Records from a point labeling set:
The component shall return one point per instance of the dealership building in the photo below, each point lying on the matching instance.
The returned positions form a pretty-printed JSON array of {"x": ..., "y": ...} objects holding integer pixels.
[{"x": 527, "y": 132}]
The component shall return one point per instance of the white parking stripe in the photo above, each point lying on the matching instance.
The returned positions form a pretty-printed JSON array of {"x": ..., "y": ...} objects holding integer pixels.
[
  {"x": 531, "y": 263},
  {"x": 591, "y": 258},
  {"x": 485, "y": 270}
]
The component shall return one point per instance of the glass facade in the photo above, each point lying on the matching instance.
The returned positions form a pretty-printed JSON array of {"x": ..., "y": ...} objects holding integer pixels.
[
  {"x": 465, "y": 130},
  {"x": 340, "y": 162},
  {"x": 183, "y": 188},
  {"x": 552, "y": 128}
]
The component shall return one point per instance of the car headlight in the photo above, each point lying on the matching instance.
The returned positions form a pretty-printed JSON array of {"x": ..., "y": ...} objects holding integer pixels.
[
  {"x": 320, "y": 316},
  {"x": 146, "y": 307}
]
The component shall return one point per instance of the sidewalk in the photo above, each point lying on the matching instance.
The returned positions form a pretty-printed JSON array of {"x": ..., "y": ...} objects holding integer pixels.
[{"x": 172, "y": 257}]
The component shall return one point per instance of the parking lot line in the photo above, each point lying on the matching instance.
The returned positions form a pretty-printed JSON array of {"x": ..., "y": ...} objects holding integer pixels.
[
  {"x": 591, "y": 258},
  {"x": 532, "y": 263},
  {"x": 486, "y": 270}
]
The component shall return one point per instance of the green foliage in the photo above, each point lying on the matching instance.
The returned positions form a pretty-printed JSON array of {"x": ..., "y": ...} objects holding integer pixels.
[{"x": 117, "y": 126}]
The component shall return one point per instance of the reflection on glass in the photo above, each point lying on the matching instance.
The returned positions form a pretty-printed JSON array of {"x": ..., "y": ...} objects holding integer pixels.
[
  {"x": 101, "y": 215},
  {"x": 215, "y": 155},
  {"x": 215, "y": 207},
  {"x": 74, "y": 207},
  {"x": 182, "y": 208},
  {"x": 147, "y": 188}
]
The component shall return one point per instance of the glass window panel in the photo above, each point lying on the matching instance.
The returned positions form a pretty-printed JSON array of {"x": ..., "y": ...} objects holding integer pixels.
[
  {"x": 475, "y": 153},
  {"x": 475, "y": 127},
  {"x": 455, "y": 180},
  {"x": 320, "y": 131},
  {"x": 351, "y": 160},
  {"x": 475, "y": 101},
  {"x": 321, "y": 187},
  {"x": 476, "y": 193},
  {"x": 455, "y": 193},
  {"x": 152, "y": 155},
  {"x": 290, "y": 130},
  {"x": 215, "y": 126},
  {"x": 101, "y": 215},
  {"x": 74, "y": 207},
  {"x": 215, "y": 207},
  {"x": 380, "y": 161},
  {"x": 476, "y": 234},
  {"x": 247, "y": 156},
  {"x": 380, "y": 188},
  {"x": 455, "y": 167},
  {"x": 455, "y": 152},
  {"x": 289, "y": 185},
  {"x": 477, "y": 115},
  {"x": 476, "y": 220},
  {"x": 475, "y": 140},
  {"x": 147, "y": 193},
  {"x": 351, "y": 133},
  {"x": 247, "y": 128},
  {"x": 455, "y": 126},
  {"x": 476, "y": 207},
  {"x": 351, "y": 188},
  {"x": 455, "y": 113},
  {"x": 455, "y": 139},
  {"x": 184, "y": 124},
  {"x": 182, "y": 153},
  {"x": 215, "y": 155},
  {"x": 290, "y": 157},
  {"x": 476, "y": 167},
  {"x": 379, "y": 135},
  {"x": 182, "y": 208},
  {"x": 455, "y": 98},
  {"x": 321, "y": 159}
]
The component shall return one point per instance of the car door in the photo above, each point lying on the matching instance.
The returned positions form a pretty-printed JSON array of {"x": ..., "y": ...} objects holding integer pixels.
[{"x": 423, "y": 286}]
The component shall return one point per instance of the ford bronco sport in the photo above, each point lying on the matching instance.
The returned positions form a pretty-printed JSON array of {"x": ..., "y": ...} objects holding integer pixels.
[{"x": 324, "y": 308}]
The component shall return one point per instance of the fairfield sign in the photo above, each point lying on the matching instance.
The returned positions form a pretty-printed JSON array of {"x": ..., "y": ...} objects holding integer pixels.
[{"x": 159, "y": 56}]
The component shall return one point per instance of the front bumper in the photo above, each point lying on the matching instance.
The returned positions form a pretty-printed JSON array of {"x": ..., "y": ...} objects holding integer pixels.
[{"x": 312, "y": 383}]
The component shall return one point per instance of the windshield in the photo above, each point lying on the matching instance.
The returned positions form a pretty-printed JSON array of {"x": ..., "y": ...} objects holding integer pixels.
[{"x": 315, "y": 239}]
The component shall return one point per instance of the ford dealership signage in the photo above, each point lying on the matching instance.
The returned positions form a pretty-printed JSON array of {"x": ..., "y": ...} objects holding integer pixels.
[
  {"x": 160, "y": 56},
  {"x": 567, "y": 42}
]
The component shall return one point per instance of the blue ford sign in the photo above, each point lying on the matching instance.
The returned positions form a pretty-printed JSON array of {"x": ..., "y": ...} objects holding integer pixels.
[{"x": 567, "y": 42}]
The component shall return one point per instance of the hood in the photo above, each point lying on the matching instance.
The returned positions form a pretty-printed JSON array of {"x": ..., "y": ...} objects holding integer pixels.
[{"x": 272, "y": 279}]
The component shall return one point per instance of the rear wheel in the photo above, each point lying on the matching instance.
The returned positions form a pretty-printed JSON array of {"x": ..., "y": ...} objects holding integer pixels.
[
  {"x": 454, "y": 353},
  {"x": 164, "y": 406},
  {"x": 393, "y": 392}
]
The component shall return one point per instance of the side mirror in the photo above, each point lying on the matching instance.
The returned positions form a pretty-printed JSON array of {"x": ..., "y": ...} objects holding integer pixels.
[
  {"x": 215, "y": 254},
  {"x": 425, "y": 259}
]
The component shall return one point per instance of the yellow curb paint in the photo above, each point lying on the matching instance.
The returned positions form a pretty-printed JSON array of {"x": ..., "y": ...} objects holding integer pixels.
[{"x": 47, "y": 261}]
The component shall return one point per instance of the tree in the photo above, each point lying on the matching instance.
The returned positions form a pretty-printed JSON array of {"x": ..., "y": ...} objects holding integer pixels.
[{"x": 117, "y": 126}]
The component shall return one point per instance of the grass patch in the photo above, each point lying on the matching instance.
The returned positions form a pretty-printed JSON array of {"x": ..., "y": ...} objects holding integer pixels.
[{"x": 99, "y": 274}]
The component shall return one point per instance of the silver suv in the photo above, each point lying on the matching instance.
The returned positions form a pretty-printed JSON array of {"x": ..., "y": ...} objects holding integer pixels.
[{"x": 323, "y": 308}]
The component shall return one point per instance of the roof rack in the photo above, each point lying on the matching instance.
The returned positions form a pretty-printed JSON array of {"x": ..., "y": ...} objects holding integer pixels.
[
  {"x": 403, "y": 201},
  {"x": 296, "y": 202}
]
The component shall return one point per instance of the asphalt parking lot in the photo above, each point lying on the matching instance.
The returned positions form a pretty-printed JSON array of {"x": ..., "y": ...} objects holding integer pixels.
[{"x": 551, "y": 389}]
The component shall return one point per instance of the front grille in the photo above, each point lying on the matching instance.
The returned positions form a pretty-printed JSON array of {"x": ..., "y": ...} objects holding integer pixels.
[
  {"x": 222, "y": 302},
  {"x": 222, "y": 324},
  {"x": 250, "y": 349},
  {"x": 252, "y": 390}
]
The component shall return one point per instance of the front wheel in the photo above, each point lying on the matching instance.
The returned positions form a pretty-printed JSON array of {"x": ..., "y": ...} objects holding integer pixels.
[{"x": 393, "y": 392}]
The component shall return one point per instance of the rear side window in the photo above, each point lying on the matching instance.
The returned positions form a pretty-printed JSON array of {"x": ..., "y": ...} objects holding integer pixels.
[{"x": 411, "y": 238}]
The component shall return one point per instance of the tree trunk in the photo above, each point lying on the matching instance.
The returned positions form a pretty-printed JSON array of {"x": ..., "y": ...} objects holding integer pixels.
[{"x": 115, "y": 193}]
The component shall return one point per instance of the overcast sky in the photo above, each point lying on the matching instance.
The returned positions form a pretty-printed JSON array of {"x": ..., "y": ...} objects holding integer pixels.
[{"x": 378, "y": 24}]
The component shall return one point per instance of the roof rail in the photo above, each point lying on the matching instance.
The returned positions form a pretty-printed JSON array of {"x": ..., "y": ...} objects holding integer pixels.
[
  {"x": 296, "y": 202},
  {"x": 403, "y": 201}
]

Job:
Copy the material verbatim, starting with the line that contains "the roof rail" and going on through the last line of the material.

Finished exercise:
The component shall return one point per instance of the roof rail in the photo above, each point lying on the matching instance.
The returned positions form a pretty-printed JSON array of {"x": ..., "y": ...} objects holding integer pixels.
[
  {"x": 296, "y": 202},
  {"x": 403, "y": 201}
]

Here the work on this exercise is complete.